Arrange every line of the rows below as a numbered list, skipping blank lines and leaving out the pictures.

----- Input rows

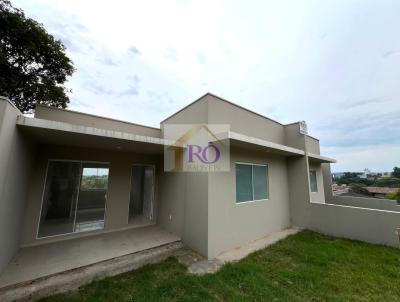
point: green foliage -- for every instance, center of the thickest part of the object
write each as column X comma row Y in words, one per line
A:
column 33, row 64
column 394, row 196
column 94, row 182
column 359, row 188
column 391, row 182
column 396, row 172
column 303, row 267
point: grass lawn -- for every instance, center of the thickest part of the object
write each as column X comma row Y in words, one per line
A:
column 304, row 267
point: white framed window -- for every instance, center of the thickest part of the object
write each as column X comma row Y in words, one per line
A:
column 251, row 182
column 313, row 181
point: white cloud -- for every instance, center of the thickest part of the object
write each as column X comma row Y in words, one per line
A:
column 335, row 64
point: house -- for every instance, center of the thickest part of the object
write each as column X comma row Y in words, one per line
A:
column 380, row 192
column 77, row 188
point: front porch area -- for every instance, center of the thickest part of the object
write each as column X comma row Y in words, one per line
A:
column 40, row 261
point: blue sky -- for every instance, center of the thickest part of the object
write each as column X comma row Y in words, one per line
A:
column 335, row 64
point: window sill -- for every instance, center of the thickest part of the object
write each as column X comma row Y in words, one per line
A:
column 251, row 201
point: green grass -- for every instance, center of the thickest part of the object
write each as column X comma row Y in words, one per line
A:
column 304, row 267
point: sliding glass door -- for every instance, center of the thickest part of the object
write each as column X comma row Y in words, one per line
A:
column 74, row 198
column 141, row 195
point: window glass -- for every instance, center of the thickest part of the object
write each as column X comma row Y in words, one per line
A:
column 244, row 187
column 251, row 182
column 260, row 182
column 313, row 181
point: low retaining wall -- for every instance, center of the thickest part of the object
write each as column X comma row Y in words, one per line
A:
column 370, row 203
column 370, row 225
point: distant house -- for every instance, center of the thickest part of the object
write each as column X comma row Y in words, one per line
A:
column 380, row 192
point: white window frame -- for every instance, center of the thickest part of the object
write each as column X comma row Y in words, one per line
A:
column 316, row 179
column 80, row 179
column 252, row 181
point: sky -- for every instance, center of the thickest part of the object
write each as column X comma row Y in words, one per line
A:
column 334, row 64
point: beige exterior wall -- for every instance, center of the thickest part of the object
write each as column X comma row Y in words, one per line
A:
column 83, row 119
column 184, row 208
column 117, row 204
column 233, row 224
column 318, row 196
column 243, row 121
column 16, row 160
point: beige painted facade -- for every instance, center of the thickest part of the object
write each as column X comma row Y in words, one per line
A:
column 200, row 208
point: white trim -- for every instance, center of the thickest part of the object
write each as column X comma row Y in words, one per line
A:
column 252, row 181
column 77, row 198
column 72, row 236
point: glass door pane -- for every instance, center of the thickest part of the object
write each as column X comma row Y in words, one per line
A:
column 91, row 204
column 59, row 198
column 141, row 195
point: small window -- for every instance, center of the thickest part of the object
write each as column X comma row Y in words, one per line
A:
column 313, row 181
column 251, row 182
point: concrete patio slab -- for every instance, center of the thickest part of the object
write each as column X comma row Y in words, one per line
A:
column 48, row 259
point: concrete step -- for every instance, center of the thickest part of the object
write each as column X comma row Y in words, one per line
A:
column 72, row 279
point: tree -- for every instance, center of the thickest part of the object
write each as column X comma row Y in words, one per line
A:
column 33, row 64
column 396, row 172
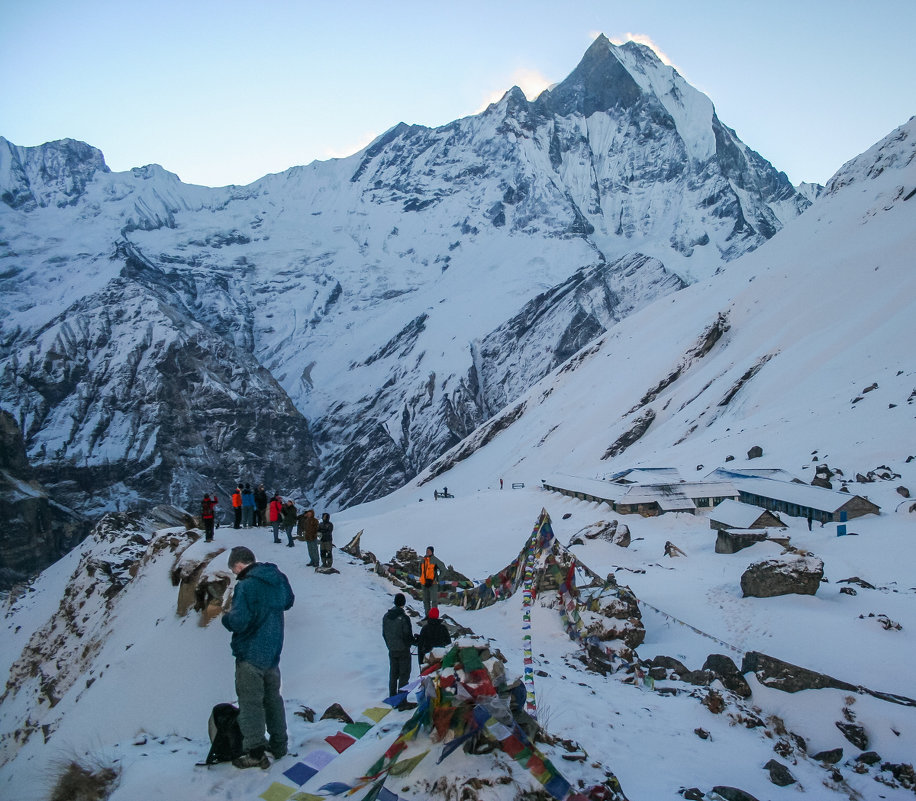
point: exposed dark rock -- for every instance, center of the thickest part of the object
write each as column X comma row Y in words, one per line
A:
column 787, row 677
column 779, row 774
column 637, row 429
column 831, row 757
column 733, row 794
column 869, row 758
column 36, row 531
column 724, row 669
column 903, row 773
column 734, row 541
column 783, row 575
column 856, row 580
column 336, row 712
column 854, row 733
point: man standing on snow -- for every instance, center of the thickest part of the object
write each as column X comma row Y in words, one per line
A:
column 433, row 635
column 430, row 569
column 260, row 505
column 237, row 507
column 398, row 636
column 262, row 594
column 308, row 530
column 208, row 515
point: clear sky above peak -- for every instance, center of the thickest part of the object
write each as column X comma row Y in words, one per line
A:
column 224, row 91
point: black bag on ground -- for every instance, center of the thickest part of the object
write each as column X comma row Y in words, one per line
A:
column 225, row 734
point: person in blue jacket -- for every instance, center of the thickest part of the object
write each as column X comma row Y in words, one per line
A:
column 248, row 506
column 262, row 594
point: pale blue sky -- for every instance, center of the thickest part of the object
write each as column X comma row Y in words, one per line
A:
column 227, row 91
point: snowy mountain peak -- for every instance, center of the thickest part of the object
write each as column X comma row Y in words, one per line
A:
column 55, row 173
column 600, row 82
column 897, row 151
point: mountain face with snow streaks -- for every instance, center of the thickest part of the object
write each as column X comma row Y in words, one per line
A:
column 333, row 329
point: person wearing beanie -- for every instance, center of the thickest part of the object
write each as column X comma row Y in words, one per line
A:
column 262, row 594
column 431, row 567
column 433, row 635
column 398, row 636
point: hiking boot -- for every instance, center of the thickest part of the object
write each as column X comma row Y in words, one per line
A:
column 252, row 760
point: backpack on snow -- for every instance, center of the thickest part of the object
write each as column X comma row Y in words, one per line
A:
column 225, row 734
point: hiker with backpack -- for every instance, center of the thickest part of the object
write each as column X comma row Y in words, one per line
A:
column 237, row 506
column 247, row 506
column 431, row 568
column 208, row 515
column 260, row 506
column 308, row 530
column 262, row 594
column 275, row 513
column 433, row 635
column 289, row 521
column 326, row 543
column 398, row 636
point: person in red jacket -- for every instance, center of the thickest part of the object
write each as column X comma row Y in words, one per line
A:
column 275, row 512
column 206, row 513
column 237, row 507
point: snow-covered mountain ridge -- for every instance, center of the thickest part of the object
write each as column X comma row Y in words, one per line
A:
column 369, row 301
column 803, row 348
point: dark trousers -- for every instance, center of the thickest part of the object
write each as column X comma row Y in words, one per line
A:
column 260, row 707
column 398, row 671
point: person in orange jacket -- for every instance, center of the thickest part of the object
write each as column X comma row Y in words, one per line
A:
column 275, row 513
column 430, row 569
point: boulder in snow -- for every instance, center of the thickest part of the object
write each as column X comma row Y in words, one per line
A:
column 787, row 574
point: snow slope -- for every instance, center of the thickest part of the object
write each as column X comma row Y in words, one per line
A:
column 777, row 352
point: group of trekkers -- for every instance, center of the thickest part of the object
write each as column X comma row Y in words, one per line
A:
column 261, row 597
column 398, row 633
column 253, row 509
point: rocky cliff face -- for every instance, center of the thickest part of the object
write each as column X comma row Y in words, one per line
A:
column 333, row 329
column 36, row 530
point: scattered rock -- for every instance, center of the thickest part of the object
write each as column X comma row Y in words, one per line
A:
column 336, row 712
column 855, row 734
column 733, row 794
column 734, row 541
column 903, row 773
column 779, row 773
column 787, row 677
column 856, row 580
column 724, row 669
column 783, row 575
column 830, row 757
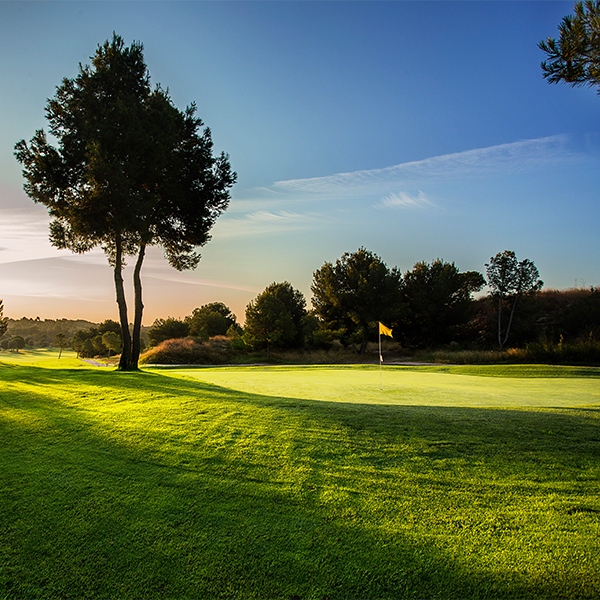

----------

Finished exercise:
1. point: green foliage -- for every instance, center of the thickest part of the object
2. write each as column X comma row Y in words, one per line
3. A:
4. column 33, row 64
5. column 394, row 196
6. column 94, row 182
7. column 359, row 188
8. column 391, row 182
9. column 396, row 172
10. column 303, row 267
11. point: grass lawn -- for every instance, center of the thickest part of the object
12. write each as column X comma row Y in words, one per line
13. A:
14. column 304, row 267
15. point: white framed window -- for every instance, center of the thickest part of the object
16. write each as column X comma row Y in words, one per line
17. A:
18. column 251, row 182
19. column 313, row 181
20. point: white cloud -- for every instance, center of the thickest part of the object
21. write each as column X comma row Y in words, one per line
22. A:
23. column 335, row 64
24. point: house -- for every instance, center of the thickest part of the object
25. write each as column X comma row Y in words, one per line
26. A:
27. column 380, row 192
28. column 77, row 188
29. point: front porch area -- for every instance, center of the thickest part of the object
30. write each as column X comma row Y in words, one per line
31. A:
32. column 40, row 261
33. point: blue sky -- for every instance, center of the thickest part of the object
34. write each as column X comma row Y in words, one per line
35. A:
36. column 335, row 64
37. point: window sill -- for every instance, center of the thickest part of the object
38. write each as column X comma row Y in words, one per line
39. A:
40. column 251, row 201
41. point: green grass -- for every instance, center of the thickest part of the object
42. write each as column X comma row Y in words, one per line
43. A:
44. column 304, row 267
45. point: sliding glass door -- for every instance, center of the thickest part of the object
46. write each as column X comma row Y in words, one per line
47. A:
48. column 74, row 198
49. column 141, row 195
50. point: window glass -- for every instance, center of the thickest part of the object
51. write each as column X comma row Y in words, one per line
52. A:
53. column 244, row 187
54. column 251, row 182
55. column 260, row 182
56. column 313, row 181
57. point: low retaining wall -- for every instance, center of the thickest part of the object
58. write each as column X comma row Y in words, one per line
59. A:
60. column 370, row 203
61. column 370, row 225
62. point: distant house -- for every instance, center of the thickest part of the object
63. write each as column X comma row Y in words, one per line
64. A:
65. column 380, row 192
66. point: white window frame -- for every instance, center of the thickest part of the object
67. write each as column X comma row Y in words, one per line
68. A:
69. column 316, row 179
70. column 80, row 179
71. column 252, row 181
72. point: sky -- for every instance, center of the thickest part of the object
73. write each as column X comma row Y in words, one per line
74. A:
75. column 334, row 64
76. point: beige exterior wall -- for every instance, center of the thickest part of the object
77. write each as column X comma row Y in words, one per line
78. A:
79. column 83, row 119
80. column 184, row 208
81. column 117, row 204
82. column 233, row 224
83. column 318, row 196
84. column 243, row 121
85. column 16, row 160
86. point: beige painted facade -- for every instance, center of the thickest part of the object
87. write each as column X comma row Y in words, one per line
88. A:
89. column 200, row 208
90. point: white trim -- for every instance, center of the thickest part of the object
91. write each as column X comma row Y in words, one per line
92. A:
93. column 252, row 181
94. column 77, row 198
95. column 72, row 236
96. point: glass door pane -- for every instance, center of the thickest part of the object
97. write each as column X comma row Y in words, one per line
98. A:
99. column 91, row 204
100. column 59, row 198
101. column 141, row 195
102. point: small window -- for every instance, center of the thickest part of the object
103. write each as column X comma row Y in words, one per line
104. A:
105. column 313, row 181
106. column 251, row 182
107. point: concrete patio slab -- for every instance, center of the thickest part of the object
108. write each as column X comma row Y in words, one per line
109. A:
110. column 48, row 259
111. point: concrete step -- for every instance, center of the thickest part of the object
112. write each as column X comma row Y in words, one per line
113. A:
114. column 72, row 279
115. point: tree -- for every instance, center of the thickest part of the object
116. write each as column X comma row Y in words, one per line
117. A:
118. column 33, row 64
119. column 396, row 172
120. point: exposed dark rock -- for every instance, center of the thickest part of the object
121. write each as column X comma row Y in words, one per line
122. A:
123. column 787, row 677
124. column 779, row 774
125. column 637, row 429
126. column 831, row 757
127. column 733, row 794
128. column 869, row 758
129. column 36, row 531
130. column 724, row 669
131. column 903, row 773
132. column 734, row 541
133. column 783, row 575
134. column 856, row 580
135. column 336, row 712
136. column 854, row 733
137. point: man standing on snow -- for every instance, center of the thickest part of the object
138. write each as column X comma row Y in words, one per line
139. A:
140. column 433, row 635
141. column 430, row 569
142. column 260, row 505
143. column 237, row 507
144. column 398, row 636
145. column 262, row 594
146. column 308, row 530
147. column 208, row 515
148. point: clear sky above peak -- for every instance, center of the thickest part of the object
149. write each as column X comma row Y in words, one per line
150. A:
151. column 224, row 91
152. point: black bag on ground -- for every instance, center of the thickest part of the object
153. write each as column X comma row Y in words, one per line
154. A:
155. column 225, row 734
156. point: person in blue jacket -- for every instance, center of the thickest part of the object
157. write each as column X comma row Y in words, one per line
158. A:
159. column 248, row 506
160. column 262, row 594
161. point: pale blue sky -- for every instance, center of the thickest part of the object
162. write each as column X comma row Y in words, one per line
163. A:
164. column 227, row 91
165. point: snowy mountain peak -- for every instance, center of the thickest part of the object
166. write each as column X comma row Y in words, one per line
167. A:
168. column 55, row 173
169. column 600, row 82
170. column 897, row 151
171. point: mountain face with snow streaks -- for every instance, center of the thickest part of the object
172. write each as column X comma row Y in words, one per line
173. A:
174. column 333, row 329
175. point: person wearing beanie -- for every instance, center of the thickest part of the object
176. write each as column X comma row Y in words, one per line
177. A:
178. column 262, row 594
179. column 431, row 567
180. column 433, row 635
181. column 398, row 636
182. point: hiking boot -- for every instance, center of the thickest part of the object
183. write each as column X comma row Y in words, one per line
184. A:
185. column 252, row 760
186. point: backpack on snow -- for every instance, center of the thickest part of the object
187. write each as column X comma row Y in words, one per line
188. A:
189. column 225, row 734
190. point: hiker with backpack -- for every instance, center of the thickest part of the object
191. write each as column X comma row Y in words, one per line
192. A:
193. column 237, row 506
194. column 247, row 506
195. column 431, row 568
196. column 208, row 515
197. column 260, row 506
198. column 308, row 530
199. column 262, row 594
200. column 275, row 513
201. column 433, row 635
202. column 289, row 521
203. column 326, row 543
204. column 398, row 636
205. point: person in red jacket -- for every instance, center of the thickest part of the object
206. write each as column X comma row Y in words, one per line
207. A:
208. column 275, row 512
209. column 206, row 513
210. column 237, row 507
211. point: snow-covered mountain ridge -- for every instance, center of the thickest part of the object
212. write each as column X comma row Y in words, one per line
213. A:
214. column 369, row 301
215. column 803, row 348
216. point: dark trousers -- for every instance, center of the thickest part of the object
217. write each as column X comma row Y in words, one per line
218. A:
219. column 260, row 707
220. column 398, row 671
221. point: person in orange jacket -- for every instance, center of the thickest part of the object
222. write each as column X comma row Y in words, one per line
223. A:
224. column 275, row 513
225. column 430, row 569
226. point: boulder in snow -- for every instance, center of the thickest part of the object
227. write each as column X comma row Y in words, one per line
228. A:
229. column 787, row 574
230. point: snow slope -- for every instance, center of the thickest part of the object
231. write each as column X comma row Y in words, one per line
232. A:
233. column 777, row 352
234. point: group of trekkers -- for every instance, center of the thickest part of the object
235. write each as column X comma row Y in words, one per line
236. A:
237. column 261, row 597
238. column 398, row 633
239. column 253, row 509
240. point: rocky cliff face -- for every instance, center of the thickest part of the object
241. write each as column X comma row Y in words, one per line
242. A:
243. column 333, row 329
244. column 36, row 530
245. point: scattered rock -- for every instance, center of the thickest part of the object
246. write each as column X comma row Y in words, one per line
247. A:
248. column 336, row 712
249. column 855, row 734
250. column 733, row 794
251. column 734, row 541
252. column 903, row 773
253. column 779, row 773
254. column 787, row 677
255. column 856, row 580
256. column 724, row 669
257. column 783, row 575
258. column 830, row 757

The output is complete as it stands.